[Image box annotation records]
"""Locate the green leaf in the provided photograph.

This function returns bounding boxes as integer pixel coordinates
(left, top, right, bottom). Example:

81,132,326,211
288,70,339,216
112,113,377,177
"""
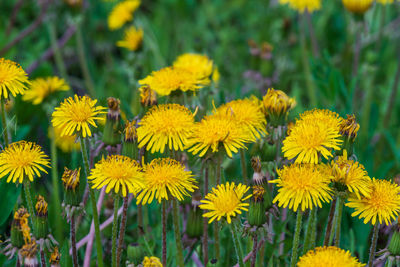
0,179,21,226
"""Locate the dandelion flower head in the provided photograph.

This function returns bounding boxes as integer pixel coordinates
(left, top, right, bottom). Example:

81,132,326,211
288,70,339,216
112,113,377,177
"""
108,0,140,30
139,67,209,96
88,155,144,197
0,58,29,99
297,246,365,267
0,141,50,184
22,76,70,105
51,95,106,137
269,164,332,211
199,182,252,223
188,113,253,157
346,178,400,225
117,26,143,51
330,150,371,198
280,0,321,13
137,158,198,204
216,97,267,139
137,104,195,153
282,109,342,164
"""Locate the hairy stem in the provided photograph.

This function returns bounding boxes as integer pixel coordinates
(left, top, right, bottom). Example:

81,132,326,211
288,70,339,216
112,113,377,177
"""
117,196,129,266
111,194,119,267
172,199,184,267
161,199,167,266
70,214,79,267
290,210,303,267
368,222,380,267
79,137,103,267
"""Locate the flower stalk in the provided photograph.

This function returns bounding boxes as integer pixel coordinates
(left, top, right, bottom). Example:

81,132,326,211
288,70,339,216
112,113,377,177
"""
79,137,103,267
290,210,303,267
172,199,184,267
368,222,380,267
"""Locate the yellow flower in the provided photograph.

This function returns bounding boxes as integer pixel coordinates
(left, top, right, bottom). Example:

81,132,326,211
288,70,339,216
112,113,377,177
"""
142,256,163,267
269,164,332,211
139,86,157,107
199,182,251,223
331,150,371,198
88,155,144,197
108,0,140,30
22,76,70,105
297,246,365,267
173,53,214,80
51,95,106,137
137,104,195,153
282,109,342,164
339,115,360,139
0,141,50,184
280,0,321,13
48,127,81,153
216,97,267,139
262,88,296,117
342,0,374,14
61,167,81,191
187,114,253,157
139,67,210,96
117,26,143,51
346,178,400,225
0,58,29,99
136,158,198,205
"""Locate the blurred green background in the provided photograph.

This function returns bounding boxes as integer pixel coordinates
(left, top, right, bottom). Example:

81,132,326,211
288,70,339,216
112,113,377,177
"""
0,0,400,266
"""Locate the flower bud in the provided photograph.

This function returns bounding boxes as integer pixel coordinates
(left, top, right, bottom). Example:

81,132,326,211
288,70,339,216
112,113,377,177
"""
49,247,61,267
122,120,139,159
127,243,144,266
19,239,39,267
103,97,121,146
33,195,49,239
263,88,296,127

* TASK PROMPT
Skipping the pictures, transcribe each line above exactly as it appears.

* ANSWER FOR THIS EXERCISE
"""Locate the green leaf in the provided photograph.

This function returns bounding boxes as integer pixel coordinates
(left, top, right, bottom). Example:

81,132,326,211
288,70,339,216
112,113,377,177
"""
0,179,21,226
"""Locate the dandelion flower head in the provided photograph.

This function returns bounding boxes as integer pixel coordinates
(left, top, right, bottom). Example:

81,132,326,211
288,70,339,216
112,113,377,177
"""
108,0,140,30
139,67,209,96
88,155,144,197
0,58,29,99
297,246,365,267
0,141,50,184
22,76,70,105
51,95,106,137
269,164,332,211
199,182,252,223
188,113,253,157
346,178,400,225
117,26,143,51
330,150,371,198
280,0,321,13
137,158,198,204
216,97,267,139
137,104,195,153
282,109,342,164
"""Locate the hairy stem in the provided photograph.

This function returns bounding boxes as integer pixel coordinates
(left, top, right, bottom). Example:

81,132,326,211
288,70,339,216
112,113,377,177
"""
117,196,129,266
111,194,119,267
172,199,184,267
161,199,167,266
70,214,79,267
290,210,303,267
368,222,380,267
79,137,103,267
"""Locate the flower stalk in the provided photograph.

This function returns bounding boxes as integer pixel coordinates
(left, top, right, bottom). Example:

81,132,326,211
288,70,339,216
112,113,377,177
"""
79,137,103,267
290,210,303,267
172,199,184,267
368,222,380,267
"""Locate the yellow flower in the provided photograph.

This function returns bounding boxes as integer pixel coordinates
(left, top, right, bottom). Example:

81,132,326,211
288,70,339,216
112,113,377,177
"""
142,256,163,267
269,164,332,211
139,86,157,107
199,182,251,223
331,150,371,198
88,155,144,197
108,0,140,30
22,76,70,105
297,246,365,267
173,53,214,80
51,95,106,137
137,104,195,153
282,109,342,164
339,115,360,139
0,141,50,184
280,0,321,13
48,127,81,153
216,97,267,139
262,88,296,117
342,0,374,14
61,167,81,191
187,114,253,157
139,67,210,96
117,26,143,51
346,178,400,225
0,58,29,99
136,158,198,205
"""Locate the blurred green background in the provided photograph.

This function returns bounding boxes as integer pixel coordinates
(left, top, right, bottom). Example:

81,132,326,211
288,70,339,216
112,113,377,177
"""
0,0,400,266
"""Locate the flower bud in the provided photograph.

This function returns bounding boxes as integer pixel coordinates
(left, top, right, bottom). Example:

81,132,326,211
288,70,339,216
112,113,377,177
"""
49,247,61,267
122,120,139,159
127,243,144,266
19,239,39,267
103,97,121,146
33,195,49,239
263,88,296,127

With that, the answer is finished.